### JOB
Reproduce the entries exactly.

### RECORDED DATA
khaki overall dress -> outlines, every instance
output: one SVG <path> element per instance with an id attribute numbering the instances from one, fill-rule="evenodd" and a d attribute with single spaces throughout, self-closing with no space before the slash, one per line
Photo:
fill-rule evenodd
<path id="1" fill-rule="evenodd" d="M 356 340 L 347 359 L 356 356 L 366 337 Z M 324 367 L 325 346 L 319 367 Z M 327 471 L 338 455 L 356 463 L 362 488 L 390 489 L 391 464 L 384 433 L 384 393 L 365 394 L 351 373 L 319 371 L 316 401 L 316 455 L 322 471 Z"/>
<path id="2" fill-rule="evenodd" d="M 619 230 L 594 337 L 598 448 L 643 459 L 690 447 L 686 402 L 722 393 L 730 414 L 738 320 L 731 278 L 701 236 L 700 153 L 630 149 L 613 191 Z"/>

### RESPONSE TO THE EXERCISE
khaki overall dress -> outlines, every instance
output: one SVG <path> element per instance with an id attribute numbering the instances from one, fill-rule="evenodd" and a d attribute with single spaces throughout, self-closing with no space before the slash, one per line
Photo:
fill-rule evenodd
<path id="1" fill-rule="evenodd" d="M 356 340 L 347 359 L 356 356 L 366 337 Z M 324 367 L 325 346 L 319 367 Z M 327 471 L 338 455 L 356 463 L 362 488 L 390 489 L 391 464 L 384 433 L 384 393 L 365 394 L 351 373 L 319 371 L 316 401 L 316 455 L 322 471 Z"/>
<path id="2" fill-rule="evenodd" d="M 619 230 L 594 337 L 598 448 L 643 459 L 690 447 L 686 402 L 722 393 L 730 414 L 738 320 L 731 278 L 701 236 L 700 153 L 630 149 L 613 191 Z"/>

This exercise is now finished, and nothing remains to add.